== What the task requires ==
Reproduce verbatim the lines of the records between the line holding "Where can the ceiling" and the line holding "<point>243,76</point>", inclusive.

== Task inputs ==
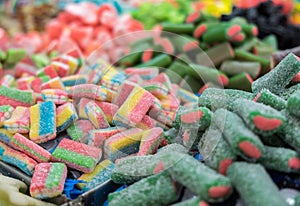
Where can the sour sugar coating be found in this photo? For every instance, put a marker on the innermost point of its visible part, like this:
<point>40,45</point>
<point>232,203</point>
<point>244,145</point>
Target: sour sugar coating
<point>131,169</point>
<point>19,121</point>
<point>48,180</point>
<point>254,185</point>
<point>242,140</point>
<point>293,104</point>
<point>96,115</point>
<point>268,98</point>
<point>280,159</point>
<point>78,130</point>
<point>65,115</point>
<point>97,137</point>
<point>154,190</point>
<point>108,109</point>
<point>279,77</point>
<point>18,159</point>
<point>290,133</point>
<point>123,92</point>
<point>197,177</point>
<point>192,202</point>
<point>55,95</point>
<point>15,97</point>
<point>99,175</point>
<point>5,113</point>
<point>123,144</point>
<point>30,148</point>
<point>150,141</point>
<point>196,118</point>
<point>134,108</point>
<point>77,155</point>
<point>42,122</point>
<point>214,149</point>
<point>144,73</point>
<point>214,98</point>
<point>260,118</point>
<point>90,91</point>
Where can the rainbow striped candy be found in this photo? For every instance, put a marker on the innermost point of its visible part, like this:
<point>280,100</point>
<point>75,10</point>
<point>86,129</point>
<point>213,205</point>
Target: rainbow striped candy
<point>15,97</point>
<point>134,108</point>
<point>42,122</point>
<point>55,95</point>
<point>150,141</point>
<point>96,115</point>
<point>48,180</point>
<point>123,144</point>
<point>97,137</point>
<point>65,115</point>
<point>100,174</point>
<point>19,121</point>
<point>30,148</point>
<point>77,155</point>
<point>5,113</point>
<point>16,158</point>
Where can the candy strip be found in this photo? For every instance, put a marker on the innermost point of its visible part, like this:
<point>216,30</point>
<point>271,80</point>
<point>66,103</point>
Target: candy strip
<point>55,95</point>
<point>15,97</point>
<point>90,91</point>
<point>96,115</point>
<point>268,98</point>
<point>280,159</point>
<point>277,79</point>
<point>254,191</point>
<point>240,81</point>
<point>42,122</point>
<point>123,144</point>
<point>216,152</point>
<point>65,115</point>
<point>148,191</point>
<point>30,148</point>
<point>242,140</point>
<point>214,98</point>
<point>260,118</point>
<point>150,141</point>
<point>5,113</point>
<point>99,175</point>
<point>77,155</point>
<point>134,108</point>
<point>97,137</point>
<point>197,177</point>
<point>18,159</point>
<point>293,104</point>
<point>233,67</point>
<point>19,121</point>
<point>78,130</point>
<point>48,180</point>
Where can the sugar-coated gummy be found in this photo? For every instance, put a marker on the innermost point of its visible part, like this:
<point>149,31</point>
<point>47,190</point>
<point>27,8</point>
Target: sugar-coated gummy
<point>254,185</point>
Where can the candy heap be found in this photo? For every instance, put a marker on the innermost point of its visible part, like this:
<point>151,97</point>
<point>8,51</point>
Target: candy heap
<point>233,57</point>
<point>270,19</point>
<point>239,134</point>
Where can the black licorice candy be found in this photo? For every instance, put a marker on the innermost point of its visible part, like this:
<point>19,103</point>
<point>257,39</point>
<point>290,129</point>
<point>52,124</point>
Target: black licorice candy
<point>260,118</point>
<point>214,149</point>
<point>268,98</point>
<point>157,189</point>
<point>280,159</point>
<point>254,185</point>
<point>199,178</point>
<point>241,139</point>
<point>278,78</point>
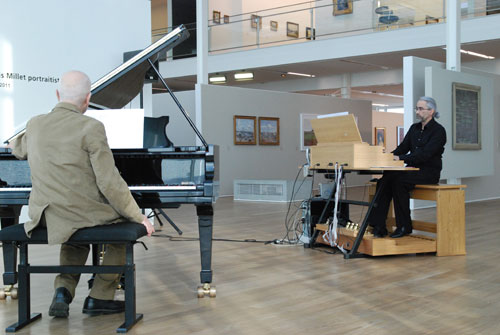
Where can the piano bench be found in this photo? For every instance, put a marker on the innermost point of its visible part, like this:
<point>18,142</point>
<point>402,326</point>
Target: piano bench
<point>449,228</point>
<point>121,233</point>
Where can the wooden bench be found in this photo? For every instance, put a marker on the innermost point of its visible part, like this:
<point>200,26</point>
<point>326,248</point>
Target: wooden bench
<point>120,233</point>
<point>449,228</point>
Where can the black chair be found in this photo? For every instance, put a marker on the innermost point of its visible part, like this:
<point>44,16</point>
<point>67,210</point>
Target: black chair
<point>120,233</point>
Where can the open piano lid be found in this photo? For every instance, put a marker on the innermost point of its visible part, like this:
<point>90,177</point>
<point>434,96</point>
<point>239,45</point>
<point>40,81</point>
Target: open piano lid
<point>124,83</point>
<point>120,86</point>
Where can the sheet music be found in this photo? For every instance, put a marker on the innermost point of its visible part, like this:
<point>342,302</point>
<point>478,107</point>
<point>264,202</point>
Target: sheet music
<point>124,127</point>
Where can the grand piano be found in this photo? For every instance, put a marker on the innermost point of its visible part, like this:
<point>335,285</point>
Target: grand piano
<point>160,175</point>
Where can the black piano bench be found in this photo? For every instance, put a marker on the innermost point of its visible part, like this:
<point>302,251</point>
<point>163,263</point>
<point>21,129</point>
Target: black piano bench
<point>120,233</point>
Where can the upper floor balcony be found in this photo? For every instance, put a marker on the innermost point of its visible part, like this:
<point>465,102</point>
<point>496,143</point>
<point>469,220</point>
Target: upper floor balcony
<point>316,31</point>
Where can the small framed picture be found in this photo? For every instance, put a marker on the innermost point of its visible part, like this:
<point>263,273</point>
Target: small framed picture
<point>292,29</point>
<point>216,17</point>
<point>256,20</point>
<point>307,136</point>
<point>466,117</point>
<point>310,33</point>
<point>269,131</point>
<point>400,134</point>
<point>274,25</point>
<point>380,136</point>
<point>244,129</point>
<point>341,7</point>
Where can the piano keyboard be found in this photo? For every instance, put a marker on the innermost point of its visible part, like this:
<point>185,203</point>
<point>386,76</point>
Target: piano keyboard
<point>132,188</point>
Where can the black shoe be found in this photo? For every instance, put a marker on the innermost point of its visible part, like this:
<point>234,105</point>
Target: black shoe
<point>379,232</point>
<point>401,231</point>
<point>94,306</point>
<point>59,307</point>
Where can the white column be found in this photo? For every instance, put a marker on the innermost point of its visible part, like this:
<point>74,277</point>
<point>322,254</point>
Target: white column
<point>345,90</point>
<point>453,20</point>
<point>201,57</point>
<point>453,35</point>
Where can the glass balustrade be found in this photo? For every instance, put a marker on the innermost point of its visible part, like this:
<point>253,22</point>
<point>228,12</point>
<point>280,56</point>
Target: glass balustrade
<point>305,22</point>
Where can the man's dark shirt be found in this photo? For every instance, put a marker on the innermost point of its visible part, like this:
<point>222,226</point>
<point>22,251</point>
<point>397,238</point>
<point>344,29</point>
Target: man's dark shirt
<point>425,147</point>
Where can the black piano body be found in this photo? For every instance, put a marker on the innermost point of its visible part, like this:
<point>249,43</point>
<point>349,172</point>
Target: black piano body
<point>163,176</point>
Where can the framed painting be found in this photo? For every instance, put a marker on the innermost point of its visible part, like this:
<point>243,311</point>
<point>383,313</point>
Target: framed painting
<point>255,20</point>
<point>466,110</point>
<point>380,136</point>
<point>244,129</point>
<point>269,131</point>
<point>310,33</point>
<point>274,25</point>
<point>307,136</point>
<point>400,134</point>
<point>341,7</point>
<point>292,29</point>
<point>216,17</point>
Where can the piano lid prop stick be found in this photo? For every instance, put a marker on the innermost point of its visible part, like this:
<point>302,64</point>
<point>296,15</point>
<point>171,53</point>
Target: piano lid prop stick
<point>205,144</point>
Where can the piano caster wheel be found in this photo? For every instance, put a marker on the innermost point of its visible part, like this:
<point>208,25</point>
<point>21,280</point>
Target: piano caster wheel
<point>206,289</point>
<point>8,291</point>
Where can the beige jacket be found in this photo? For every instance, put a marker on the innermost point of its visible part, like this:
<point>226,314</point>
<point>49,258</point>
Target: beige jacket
<point>74,179</point>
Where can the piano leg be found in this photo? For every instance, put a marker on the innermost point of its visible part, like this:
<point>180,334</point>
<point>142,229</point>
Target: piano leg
<point>9,216</point>
<point>205,224</point>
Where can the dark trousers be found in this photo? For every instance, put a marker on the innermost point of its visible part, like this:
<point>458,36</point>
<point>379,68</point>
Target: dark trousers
<point>396,186</point>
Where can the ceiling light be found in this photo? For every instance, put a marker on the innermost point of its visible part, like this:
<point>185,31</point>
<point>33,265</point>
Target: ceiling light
<point>301,74</point>
<point>217,79</point>
<point>243,76</point>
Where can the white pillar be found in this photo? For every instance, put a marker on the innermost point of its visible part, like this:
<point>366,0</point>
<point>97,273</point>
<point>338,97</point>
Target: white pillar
<point>201,57</point>
<point>453,20</point>
<point>453,35</point>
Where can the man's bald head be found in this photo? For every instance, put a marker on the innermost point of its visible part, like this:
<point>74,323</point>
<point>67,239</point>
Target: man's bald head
<point>74,88</point>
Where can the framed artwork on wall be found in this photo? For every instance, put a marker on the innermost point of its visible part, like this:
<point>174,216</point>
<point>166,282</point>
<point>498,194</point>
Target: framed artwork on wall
<point>466,110</point>
<point>274,25</point>
<point>216,17</point>
<point>307,136</point>
<point>341,7</point>
<point>380,136</point>
<point>400,134</point>
<point>254,20</point>
<point>269,131</point>
<point>244,129</point>
<point>292,29</point>
<point>310,33</point>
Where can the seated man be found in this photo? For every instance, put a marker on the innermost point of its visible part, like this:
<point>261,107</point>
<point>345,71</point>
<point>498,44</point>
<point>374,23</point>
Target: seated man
<point>422,147</point>
<point>75,184</point>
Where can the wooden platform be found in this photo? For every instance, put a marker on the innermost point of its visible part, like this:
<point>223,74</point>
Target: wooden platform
<point>411,244</point>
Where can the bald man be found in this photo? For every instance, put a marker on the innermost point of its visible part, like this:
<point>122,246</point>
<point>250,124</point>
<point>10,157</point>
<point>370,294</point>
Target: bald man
<point>75,184</point>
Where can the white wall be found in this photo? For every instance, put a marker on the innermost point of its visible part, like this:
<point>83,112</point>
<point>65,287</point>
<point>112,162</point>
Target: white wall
<point>220,104</point>
<point>463,163</point>
<point>178,129</point>
<point>47,38</point>
<point>484,164</point>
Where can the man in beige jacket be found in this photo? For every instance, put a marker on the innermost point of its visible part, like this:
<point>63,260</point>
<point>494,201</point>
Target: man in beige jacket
<point>75,184</point>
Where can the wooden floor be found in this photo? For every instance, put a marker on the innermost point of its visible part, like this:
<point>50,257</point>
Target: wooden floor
<point>284,289</point>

== The completed task ==
Where can the ceiling light be found in this photo? For every instance, put a marker on the innermost point of its visible part, like this:
<point>185,31</point>
<point>33,265</point>
Target: ceiling light
<point>301,74</point>
<point>217,79</point>
<point>243,76</point>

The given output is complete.